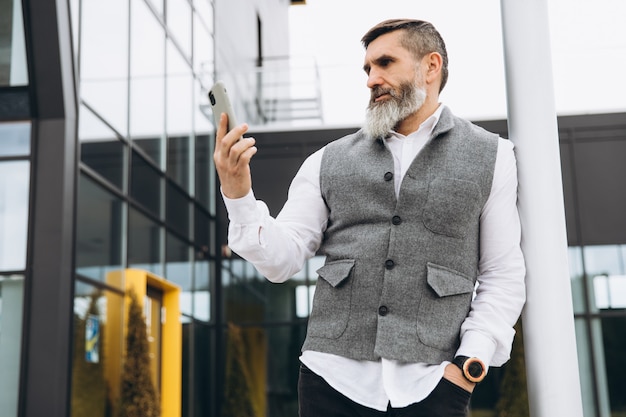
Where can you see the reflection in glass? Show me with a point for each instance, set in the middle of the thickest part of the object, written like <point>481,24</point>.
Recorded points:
<point>178,269</point>
<point>577,278</point>
<point>205,192</point>
<point>147,67</point>
<point>144,243</point>
<point>11,306</point>
<point>204,273</point>
<point>97,353</point>
<point>104,60</point>
<point>179,23</point>
<point>98,231</point>
<point>146,184</point>
<point>15,139</point>
<point>13,69</point>
<point>14,198</point>
<point>100,149</point>
<point>178,160</point>
<point>177,209</point>
<point>614,340</point>
<point>606,267</point>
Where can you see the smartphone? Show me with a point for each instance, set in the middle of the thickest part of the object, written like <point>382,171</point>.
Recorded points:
<point>220,103</point>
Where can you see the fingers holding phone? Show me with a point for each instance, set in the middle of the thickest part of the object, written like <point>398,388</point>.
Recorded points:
<point>232,152</point>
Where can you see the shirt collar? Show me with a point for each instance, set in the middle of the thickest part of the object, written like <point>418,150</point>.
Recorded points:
<point>427,125</point>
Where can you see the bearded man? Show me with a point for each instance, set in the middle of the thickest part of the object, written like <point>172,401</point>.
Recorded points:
<point>416,216</point>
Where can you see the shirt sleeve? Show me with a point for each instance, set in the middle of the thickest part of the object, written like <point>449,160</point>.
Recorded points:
<point>278,247</point>
<point>487,332</point>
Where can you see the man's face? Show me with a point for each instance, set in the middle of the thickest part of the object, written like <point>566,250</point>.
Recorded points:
<point>396,84</point>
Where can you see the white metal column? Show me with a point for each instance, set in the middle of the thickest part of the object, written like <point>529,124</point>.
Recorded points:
<point>548,317</point>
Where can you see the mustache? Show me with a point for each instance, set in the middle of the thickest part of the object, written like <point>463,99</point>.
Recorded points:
<point>379,91</point>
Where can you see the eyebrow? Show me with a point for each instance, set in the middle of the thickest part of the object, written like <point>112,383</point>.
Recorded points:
<point>378,60</point>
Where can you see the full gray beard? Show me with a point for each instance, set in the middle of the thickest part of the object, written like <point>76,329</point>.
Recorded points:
<point>383,117</point>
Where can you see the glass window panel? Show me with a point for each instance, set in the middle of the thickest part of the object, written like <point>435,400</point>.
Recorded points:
<point>179,117</point>
<point>15,139</point>
<point>99,221</point>
<point>179,23</point>
<point>100,148</point>
<point>13,69</point>
<point>205,173</point>
<point>157,6</point>
<point>201,232</point>
<point>614,340</point>
<point>177,209</point>
<point>203,278</point>
<point>203,50</point>
<point>98,351</point>
<point>146,184</point>
<point>204,8</point>
<point>178,269</point>
<point>144,243</point>
<point>11,306</point>
<point>178,160</point>
<point>104,60</point>
<point>147,71</point>
<point>179,93</point>
<point>605,266</point>
<point>577,278</point>
<point>203,120</point>
<point>14,198</point>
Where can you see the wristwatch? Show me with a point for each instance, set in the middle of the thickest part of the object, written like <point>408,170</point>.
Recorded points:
<point>474,370</point>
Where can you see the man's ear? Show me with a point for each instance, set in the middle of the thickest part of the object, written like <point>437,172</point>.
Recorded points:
<point>433,62</point>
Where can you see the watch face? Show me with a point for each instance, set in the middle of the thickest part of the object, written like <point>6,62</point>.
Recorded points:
<point>475,369</point>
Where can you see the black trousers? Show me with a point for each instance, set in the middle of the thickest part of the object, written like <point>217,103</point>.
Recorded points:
<point>318,399</point>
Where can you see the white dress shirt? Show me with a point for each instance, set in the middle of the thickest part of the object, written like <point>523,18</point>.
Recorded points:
<point>279,247</point>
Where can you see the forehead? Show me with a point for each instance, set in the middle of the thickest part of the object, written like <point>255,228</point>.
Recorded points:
<point>387,45</point>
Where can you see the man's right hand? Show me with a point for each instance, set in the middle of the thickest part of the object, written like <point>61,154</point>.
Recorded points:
<point>232,158</point>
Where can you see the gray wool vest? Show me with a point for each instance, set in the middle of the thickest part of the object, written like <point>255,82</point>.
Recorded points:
<point>400,272</point>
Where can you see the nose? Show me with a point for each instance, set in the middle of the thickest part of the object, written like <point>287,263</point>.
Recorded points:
<point>374,78</point>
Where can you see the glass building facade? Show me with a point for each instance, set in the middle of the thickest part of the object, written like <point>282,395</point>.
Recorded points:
<point>146,186</point>
<point>106,167</point>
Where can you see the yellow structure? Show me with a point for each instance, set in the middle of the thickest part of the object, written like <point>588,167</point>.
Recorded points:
<point>169,336</point>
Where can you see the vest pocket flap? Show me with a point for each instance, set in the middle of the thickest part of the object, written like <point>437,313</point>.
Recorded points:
<point>445,281</point>
<point>336,272</point>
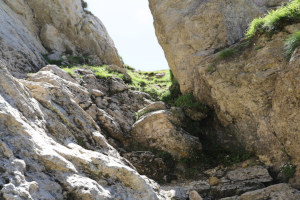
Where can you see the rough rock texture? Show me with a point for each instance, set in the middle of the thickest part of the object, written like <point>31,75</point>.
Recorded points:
<point>255,92</point>
<point>33,27</point>
<point>244,180</point>
<point>190,30</point>
<point>52,149</point>
<point>148,164</point>
<point>160,130</point>
<point>274,192</point>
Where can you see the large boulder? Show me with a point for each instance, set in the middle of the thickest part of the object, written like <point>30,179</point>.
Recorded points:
<point>190,30</point>
<point>161,130</point>
<point>254,92</point>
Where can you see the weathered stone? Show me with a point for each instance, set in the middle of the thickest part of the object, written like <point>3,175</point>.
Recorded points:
<point>254,93</point>
<point>213,181</point>
<point>195,115</point>
<point>155,106</point>
<point>30,27</point>
<point>148,164</point>
<point>194,195</point>
<point>117,86</point>
<point>52,149</point>
<point>160,75</point>
<point>156,130</point>
<point>279,191</point>
<point>257,173</point>
<point>97,93</point>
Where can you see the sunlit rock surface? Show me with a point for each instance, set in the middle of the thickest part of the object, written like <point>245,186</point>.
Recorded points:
<point>32,28</point>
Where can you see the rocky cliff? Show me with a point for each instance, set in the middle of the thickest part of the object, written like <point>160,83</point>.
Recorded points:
<point>91,132</point>
<point>252,87</point>
<point>30,29</point>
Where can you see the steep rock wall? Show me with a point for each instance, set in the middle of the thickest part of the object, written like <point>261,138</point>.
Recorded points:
<point>51,148</point>
<point>255,92</point>
<point>32,28</point>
*-*-*
Instruction
Rewrite the data from the line containing "Where can you see the shirt sleeve?" up to and including the line containing "<point>383,117</point>", with the requests left unchanged. Shift every coordinate in the recorded points by adding -27 to each number.

Complete response
Where can you see the shirt sleeve? Show me with a point for each instance, set in the middle of the thickest part of the object, written like <point>449,160</point>.
Recorded points:
<point>251,220</point>
<point>460,305</point>
Where can you see the man's face? Show me with a point for each instance, set in the middle of the thickest part of the object, written like <point>566,250</point>.
Recorded points:
<point>369,57</point>
Where can you see the white metal column? Show me with a point for each instance, set in the middle of the thickest part of the object, written like <point>529,124</point>.
Recorded points:
<point>521,290</point>
Where can you see the mustache? Show me with a point for each instance, set in the middle of the thickest part of the object, written like <point>463,99</point>.
Recorded points:
<point>352,64</point>
Where can you see the eyebrow? Show me with a point for each instance, set in the middle of the thickest part of the object, written like <point>112,383</point>.
Recorded points:
<point>351,33</point>
Where can you see the full gray beard? Show me with a point for each instance, set in the middle of the thickest part of the object, written like <point>76,329</point>.
Recorded points:
<point>356,90</point>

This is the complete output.